[Pointing and labeling entries]
---*---
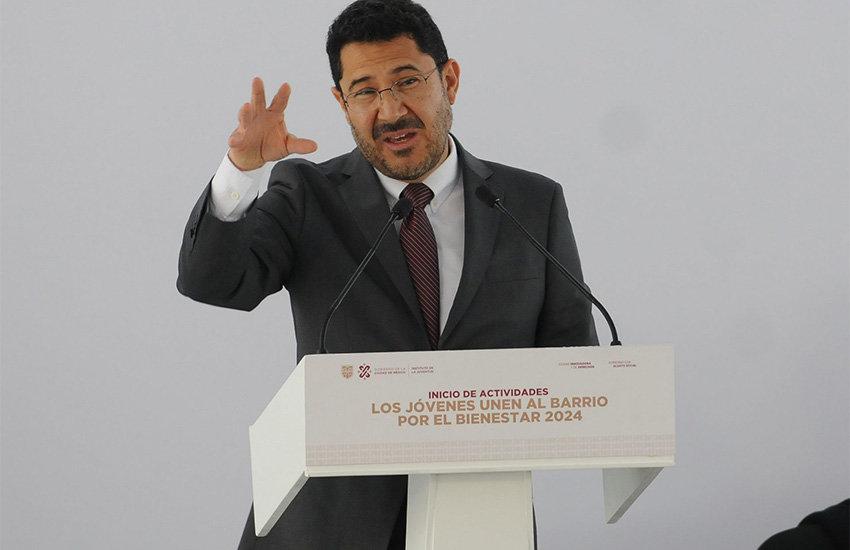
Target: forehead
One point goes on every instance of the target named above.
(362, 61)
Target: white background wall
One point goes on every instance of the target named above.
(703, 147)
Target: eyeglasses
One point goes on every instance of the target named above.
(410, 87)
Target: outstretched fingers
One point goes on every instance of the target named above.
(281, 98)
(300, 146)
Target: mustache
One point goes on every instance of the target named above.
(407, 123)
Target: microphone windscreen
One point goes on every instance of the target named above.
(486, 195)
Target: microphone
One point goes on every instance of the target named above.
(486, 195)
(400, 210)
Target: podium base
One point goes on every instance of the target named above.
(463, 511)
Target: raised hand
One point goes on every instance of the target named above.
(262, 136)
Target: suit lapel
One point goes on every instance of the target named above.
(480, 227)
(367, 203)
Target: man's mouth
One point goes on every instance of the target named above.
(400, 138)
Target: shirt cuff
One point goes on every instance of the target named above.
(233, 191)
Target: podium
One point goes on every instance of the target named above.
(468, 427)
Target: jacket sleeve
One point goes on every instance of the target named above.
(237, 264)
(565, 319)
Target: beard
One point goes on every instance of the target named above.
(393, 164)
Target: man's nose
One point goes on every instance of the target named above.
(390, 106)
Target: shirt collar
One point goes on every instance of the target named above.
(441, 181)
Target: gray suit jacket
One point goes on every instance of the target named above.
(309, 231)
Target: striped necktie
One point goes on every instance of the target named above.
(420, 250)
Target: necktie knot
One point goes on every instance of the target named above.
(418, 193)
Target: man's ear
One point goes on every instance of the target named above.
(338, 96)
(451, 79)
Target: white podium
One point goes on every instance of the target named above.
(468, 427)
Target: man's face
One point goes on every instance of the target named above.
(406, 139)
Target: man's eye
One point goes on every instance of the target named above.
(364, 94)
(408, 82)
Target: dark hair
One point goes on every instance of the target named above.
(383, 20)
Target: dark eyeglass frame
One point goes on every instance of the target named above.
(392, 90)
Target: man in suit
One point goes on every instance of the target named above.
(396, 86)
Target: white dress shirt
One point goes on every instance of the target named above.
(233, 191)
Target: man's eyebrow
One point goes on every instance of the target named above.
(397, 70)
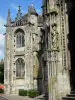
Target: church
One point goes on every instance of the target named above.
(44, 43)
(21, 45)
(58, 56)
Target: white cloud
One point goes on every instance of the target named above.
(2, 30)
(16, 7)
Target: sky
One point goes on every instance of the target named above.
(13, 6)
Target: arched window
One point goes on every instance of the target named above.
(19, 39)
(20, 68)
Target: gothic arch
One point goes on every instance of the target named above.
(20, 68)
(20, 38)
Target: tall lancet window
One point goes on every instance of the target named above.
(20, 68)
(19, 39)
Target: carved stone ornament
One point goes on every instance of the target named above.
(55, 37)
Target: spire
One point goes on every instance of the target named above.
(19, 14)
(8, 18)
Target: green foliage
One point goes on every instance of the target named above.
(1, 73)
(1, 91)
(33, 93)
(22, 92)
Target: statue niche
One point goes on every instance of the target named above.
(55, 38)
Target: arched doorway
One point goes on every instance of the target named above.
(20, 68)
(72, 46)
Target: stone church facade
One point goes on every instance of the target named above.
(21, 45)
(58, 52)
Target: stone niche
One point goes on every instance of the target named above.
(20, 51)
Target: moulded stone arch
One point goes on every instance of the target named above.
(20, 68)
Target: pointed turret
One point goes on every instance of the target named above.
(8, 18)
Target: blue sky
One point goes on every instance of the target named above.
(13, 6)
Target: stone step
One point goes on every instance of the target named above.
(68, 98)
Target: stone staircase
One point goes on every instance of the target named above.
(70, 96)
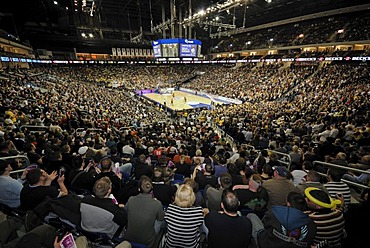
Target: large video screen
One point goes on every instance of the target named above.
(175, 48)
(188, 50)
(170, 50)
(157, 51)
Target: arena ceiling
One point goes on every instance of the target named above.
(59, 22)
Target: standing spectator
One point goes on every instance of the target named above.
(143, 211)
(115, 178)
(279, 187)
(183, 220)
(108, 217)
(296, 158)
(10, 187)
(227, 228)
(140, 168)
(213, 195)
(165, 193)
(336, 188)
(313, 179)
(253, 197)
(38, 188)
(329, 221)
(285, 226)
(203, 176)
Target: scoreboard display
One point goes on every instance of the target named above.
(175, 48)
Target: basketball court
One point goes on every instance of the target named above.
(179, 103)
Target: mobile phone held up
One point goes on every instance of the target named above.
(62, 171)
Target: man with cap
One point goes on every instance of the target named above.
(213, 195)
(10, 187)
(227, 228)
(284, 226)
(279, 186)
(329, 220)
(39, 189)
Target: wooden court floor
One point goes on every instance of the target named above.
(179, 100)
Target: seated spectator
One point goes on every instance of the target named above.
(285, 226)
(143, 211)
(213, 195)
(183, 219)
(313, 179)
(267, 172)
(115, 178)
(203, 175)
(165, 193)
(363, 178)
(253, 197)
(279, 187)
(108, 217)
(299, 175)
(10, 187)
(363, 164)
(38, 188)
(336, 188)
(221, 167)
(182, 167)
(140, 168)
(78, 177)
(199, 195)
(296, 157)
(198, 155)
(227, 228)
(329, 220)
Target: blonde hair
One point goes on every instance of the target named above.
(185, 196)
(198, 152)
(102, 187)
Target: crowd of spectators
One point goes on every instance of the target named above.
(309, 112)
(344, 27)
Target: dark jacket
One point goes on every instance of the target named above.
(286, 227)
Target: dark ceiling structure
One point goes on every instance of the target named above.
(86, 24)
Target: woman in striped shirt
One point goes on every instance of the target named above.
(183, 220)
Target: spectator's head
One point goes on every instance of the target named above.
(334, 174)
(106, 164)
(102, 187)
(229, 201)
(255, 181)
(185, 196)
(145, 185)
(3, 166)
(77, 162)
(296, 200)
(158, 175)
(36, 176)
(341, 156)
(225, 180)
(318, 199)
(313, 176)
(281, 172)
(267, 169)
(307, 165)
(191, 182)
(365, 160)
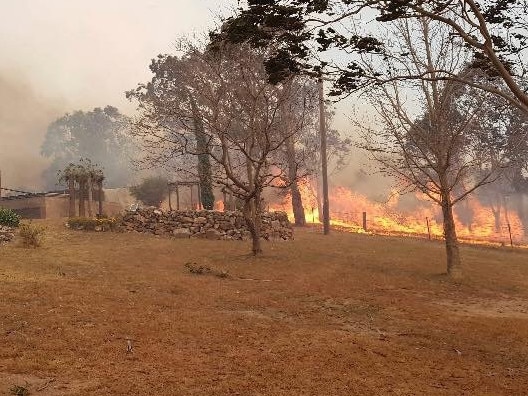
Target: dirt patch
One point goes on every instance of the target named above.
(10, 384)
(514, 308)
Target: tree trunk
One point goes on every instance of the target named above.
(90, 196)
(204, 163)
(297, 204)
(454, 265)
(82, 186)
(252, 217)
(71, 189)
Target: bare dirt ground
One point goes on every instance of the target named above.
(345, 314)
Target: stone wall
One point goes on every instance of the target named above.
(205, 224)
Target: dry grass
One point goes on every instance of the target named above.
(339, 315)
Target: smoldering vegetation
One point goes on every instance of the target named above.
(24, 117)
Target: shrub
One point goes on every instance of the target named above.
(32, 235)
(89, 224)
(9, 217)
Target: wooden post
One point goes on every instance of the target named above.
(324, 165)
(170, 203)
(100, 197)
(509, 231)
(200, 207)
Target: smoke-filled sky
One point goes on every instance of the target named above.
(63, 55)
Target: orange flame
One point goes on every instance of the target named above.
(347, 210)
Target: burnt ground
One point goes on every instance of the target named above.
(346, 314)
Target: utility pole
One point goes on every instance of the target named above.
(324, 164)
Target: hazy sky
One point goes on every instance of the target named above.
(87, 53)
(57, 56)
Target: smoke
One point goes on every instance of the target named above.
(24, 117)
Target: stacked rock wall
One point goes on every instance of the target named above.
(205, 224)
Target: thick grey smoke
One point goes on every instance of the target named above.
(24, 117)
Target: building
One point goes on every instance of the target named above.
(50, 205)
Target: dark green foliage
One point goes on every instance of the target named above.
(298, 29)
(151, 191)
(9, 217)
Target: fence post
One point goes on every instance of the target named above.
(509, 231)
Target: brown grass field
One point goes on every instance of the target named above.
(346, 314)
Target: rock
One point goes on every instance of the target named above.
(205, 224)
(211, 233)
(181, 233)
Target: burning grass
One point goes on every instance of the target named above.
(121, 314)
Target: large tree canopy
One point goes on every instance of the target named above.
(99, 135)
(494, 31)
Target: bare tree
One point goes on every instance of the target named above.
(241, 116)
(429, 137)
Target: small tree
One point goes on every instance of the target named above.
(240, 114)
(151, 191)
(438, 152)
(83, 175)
---*---
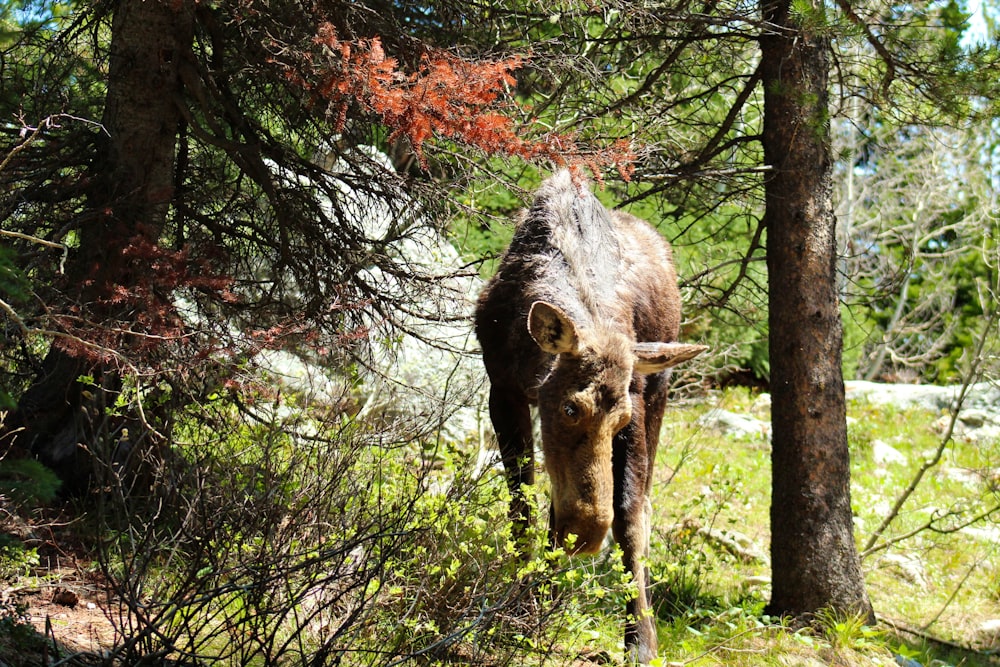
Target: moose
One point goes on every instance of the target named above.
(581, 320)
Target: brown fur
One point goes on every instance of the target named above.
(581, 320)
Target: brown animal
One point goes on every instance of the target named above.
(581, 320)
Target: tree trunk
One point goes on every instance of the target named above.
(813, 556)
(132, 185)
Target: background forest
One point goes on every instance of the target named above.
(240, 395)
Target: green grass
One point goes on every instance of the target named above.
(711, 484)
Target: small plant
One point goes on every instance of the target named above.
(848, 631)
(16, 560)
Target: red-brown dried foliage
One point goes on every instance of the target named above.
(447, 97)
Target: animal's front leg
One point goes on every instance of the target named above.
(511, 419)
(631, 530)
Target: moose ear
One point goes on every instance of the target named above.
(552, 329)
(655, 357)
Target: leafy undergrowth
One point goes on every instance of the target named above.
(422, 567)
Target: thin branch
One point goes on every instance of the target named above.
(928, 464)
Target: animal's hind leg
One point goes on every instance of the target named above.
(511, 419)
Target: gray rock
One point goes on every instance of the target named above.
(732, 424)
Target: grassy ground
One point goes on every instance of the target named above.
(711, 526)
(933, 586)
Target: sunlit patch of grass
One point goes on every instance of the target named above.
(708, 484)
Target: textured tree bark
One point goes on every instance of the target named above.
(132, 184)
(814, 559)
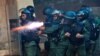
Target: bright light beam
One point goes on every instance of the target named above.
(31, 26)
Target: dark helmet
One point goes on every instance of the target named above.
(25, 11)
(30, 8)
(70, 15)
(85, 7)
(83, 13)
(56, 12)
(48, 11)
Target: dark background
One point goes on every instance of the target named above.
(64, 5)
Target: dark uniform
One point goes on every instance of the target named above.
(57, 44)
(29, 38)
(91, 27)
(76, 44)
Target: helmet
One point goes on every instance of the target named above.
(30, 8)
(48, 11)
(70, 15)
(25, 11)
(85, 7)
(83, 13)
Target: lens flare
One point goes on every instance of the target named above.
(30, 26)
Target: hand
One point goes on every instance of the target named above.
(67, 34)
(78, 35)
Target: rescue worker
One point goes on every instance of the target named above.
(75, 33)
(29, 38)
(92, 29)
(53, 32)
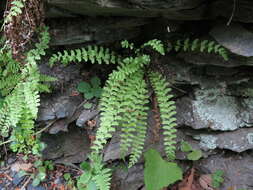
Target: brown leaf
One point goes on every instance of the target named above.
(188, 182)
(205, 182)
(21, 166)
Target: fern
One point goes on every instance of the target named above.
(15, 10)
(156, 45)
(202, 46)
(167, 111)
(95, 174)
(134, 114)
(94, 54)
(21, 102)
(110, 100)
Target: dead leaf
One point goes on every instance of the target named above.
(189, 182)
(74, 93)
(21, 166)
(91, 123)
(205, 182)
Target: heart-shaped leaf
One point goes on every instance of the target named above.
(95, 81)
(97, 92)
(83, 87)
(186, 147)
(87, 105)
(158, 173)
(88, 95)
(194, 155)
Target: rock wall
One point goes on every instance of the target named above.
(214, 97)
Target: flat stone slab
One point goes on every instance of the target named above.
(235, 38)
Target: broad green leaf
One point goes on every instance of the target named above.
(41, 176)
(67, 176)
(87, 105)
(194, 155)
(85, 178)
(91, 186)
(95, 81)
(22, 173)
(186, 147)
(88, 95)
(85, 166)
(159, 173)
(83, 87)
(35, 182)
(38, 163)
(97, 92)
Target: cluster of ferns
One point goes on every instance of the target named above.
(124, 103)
---*---
WORK TO DO ->
Tally the lines above that contain the string "brown" with matching case, and report only the count.

OUTPUT FOR THIS EXERCISE ->
5